* begin *

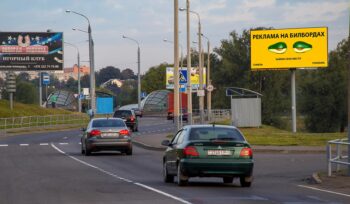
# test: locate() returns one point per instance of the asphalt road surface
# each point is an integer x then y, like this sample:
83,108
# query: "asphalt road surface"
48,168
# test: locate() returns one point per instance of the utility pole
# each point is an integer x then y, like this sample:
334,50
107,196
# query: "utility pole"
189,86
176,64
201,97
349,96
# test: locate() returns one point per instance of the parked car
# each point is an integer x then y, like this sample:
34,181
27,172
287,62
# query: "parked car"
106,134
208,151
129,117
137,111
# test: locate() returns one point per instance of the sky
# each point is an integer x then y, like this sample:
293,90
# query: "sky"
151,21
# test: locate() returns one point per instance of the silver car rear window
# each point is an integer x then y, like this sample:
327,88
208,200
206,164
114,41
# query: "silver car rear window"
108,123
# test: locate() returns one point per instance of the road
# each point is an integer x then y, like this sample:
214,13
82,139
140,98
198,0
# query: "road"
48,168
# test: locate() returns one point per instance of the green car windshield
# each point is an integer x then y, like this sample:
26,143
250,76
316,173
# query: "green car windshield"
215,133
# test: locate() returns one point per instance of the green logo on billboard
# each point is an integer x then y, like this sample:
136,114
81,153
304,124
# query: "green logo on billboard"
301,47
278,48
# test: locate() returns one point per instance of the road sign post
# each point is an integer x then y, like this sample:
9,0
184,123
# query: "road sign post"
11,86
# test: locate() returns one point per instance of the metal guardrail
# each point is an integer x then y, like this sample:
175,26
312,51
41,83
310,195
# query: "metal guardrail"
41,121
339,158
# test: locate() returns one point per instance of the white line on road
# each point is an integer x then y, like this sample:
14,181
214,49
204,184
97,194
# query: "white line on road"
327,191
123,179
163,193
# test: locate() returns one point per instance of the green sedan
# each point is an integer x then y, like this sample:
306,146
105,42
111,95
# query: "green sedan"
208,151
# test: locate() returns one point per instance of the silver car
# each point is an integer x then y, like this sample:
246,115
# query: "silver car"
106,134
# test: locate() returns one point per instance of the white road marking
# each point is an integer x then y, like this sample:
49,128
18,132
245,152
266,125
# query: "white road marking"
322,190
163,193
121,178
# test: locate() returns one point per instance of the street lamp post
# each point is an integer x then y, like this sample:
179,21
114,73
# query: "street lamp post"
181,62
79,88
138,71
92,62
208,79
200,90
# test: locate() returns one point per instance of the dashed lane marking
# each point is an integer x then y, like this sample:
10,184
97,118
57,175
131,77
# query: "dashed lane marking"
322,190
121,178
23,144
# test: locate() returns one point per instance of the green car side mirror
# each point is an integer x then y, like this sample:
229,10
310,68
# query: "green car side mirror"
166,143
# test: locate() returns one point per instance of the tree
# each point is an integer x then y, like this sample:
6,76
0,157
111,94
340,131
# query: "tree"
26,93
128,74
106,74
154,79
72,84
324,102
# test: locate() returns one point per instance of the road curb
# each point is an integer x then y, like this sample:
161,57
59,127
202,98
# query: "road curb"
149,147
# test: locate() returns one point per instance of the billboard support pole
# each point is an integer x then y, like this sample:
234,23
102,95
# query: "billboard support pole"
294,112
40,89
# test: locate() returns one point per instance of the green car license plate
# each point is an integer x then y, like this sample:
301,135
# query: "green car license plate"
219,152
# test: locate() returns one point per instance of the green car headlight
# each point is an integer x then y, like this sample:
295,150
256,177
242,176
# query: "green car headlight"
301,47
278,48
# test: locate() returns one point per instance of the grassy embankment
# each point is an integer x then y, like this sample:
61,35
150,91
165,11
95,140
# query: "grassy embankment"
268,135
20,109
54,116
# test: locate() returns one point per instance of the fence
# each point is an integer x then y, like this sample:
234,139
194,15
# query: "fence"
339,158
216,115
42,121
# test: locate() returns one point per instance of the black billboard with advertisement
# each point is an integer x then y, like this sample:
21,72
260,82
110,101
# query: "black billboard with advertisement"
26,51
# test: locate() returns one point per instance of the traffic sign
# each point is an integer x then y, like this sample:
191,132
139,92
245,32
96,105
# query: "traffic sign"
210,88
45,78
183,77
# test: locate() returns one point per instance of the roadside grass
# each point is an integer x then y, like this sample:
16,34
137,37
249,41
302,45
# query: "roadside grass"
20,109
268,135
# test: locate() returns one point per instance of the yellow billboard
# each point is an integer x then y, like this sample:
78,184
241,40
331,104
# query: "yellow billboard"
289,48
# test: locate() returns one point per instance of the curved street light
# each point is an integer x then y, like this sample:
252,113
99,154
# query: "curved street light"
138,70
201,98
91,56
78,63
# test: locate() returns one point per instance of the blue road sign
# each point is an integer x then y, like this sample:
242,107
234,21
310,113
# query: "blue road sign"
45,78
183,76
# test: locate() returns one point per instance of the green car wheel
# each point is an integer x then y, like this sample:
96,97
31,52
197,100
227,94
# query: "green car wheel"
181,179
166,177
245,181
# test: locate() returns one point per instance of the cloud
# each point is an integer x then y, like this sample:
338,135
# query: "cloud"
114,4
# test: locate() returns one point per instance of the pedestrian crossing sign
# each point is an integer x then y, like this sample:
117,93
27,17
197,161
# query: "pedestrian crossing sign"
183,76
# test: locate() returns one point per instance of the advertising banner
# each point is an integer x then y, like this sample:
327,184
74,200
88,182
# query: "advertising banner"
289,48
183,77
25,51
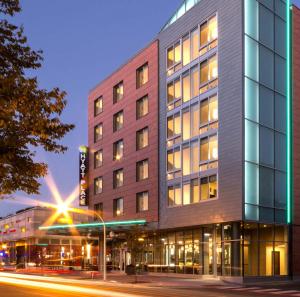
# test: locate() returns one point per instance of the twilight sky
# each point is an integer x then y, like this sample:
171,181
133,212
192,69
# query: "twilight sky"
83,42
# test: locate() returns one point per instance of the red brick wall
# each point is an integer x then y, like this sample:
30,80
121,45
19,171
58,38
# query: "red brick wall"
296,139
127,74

* end *

## EXERCISE DIRECTIONS:
Reproduce the records word for word, from the line containing "the pedestrian crossing sign" through the end of the records. Leave out the pictures.

## SOLUTION TO THIS TASK:
# test: locate() returns one point per instance of the pedestrian crossing sign
# each point is an integer x then y, like this sample:
117,93
27,17
197,161
# query: "pedestrian crossing sign"
183,76
# test: locate() returns one point per instance of the advertising banner
# each point is an integer x then y, like this sample:
327,184
74,200
88,182
# query: "advertising banner"
289,48
183,77
25,51
# test: locate() returns one point per instance of the twilight sky
# each point is an integer x then y, like this sample:
171,181
133,212
192,69
# query: "twilight sky"
83,42
# test: locate() returns one point per instance of the red brick wall
# each point is an integer x then y, like this sample:
30,80
121,45
19,171
58,38
# query: "red brick wall"
296,139
127,74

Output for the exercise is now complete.